DOCUMENT →
__________________________________________________
119 N.Y.S. 545 | N.Y. App. Div. | 1909
The plaintiff brings this action, invoking the aid of the Employers’ Liability Act, to recover damages for personal injuries. The complaint was dismissed at the close of plaintiff’s evidence upon the ground that it was one not within the scope of the Employers’ Liability Act, and on the further ground that it failed to establish an action at common law. The plaintiff appeals from the judgment, and urges that the defendant is estopped by its answer from raising the question of liability under the Employers’ Liability Act; that the plaintiff was entitled to go to the jury on the question of the negligence of the person exercising supervision over the work; that the notice served by the plaintiff was sufficient, and that he was entitled to go to the jury on his common-law right of action.
The law is well established that in order to hold the employer liable it must be shown not only that the negligence was that of one exercising superintendence, but that he was engaged in an act of superintendence at the time. (Droge v. Robins Co., 123 App. Div. 537, 540, and authorities there cited.) The plaintiff's own evidence shows that Johnson, whatever might have been his general relation to the plaintiff, was at the time engaged in a mere detail of the work of getting the ties down from the elevated structure. For instance, if Lucas had been assigned to the duty of giving the word to drop the ties, no one would have suggested that he was exercising the duties of a superintendent; he would have been simply engaged in performing one of the details of getting these ties from a place on the elevated structure to the street and out of the way in a safe manner, and Johnson was doing no more than this. He placed the men in proper positions to insure the safety of the public who were lawfully in the street, and he took upon himself the part of watching one side of the approach and giving the word to drop the ties when the way was clear, presumably after a signal from Lucas, who was on the other side. It was a part that might have been performed by any workman of ordinary intelligence, and to say that Johnson was engaged in an act of superintendence in giving the word to let these ties fall, would be as absurd as to declare that every signalman was a superintendent. Standing guard and giving directions when to proceed with the work were not acts of' superintendence ; the superintendence intended by the statute involves more than the mere authority to give directions to a helper in respect to some detail of the work. (Falk v. Havemeyer, 123 App. Div. 657, 659, and authorities there cited; Quinlan v. Lackawanna Steel Co., 191 N. Y. 329.) As Cullen, Ch. J., said in Guilmartin v. Solvay Process Co. (189 N. Y. 490, 495) “ the question in any case brought under the statute [the Employers’ Liability Act] is not whether the negligent act is a detail of the work, but whether it is a detail of the superintendent’s part of the work, or of that of the subordinate employees and servants,” and, tried by this test, there would seem to be no question that the plaintiff had tailed to establish a cause of action under the statute.
__________________________________________________
DATA SEGMENT →

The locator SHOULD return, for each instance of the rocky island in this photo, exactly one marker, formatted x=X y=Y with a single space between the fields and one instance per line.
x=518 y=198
__________________________________________________
TASK GOAL → In the court opinion, what two things did Johnson take upon himself while the ties were being brought down?

RESULT FOR THIS TASK → He watched one side of the approach and gave the word to drop the ties when the way was clear.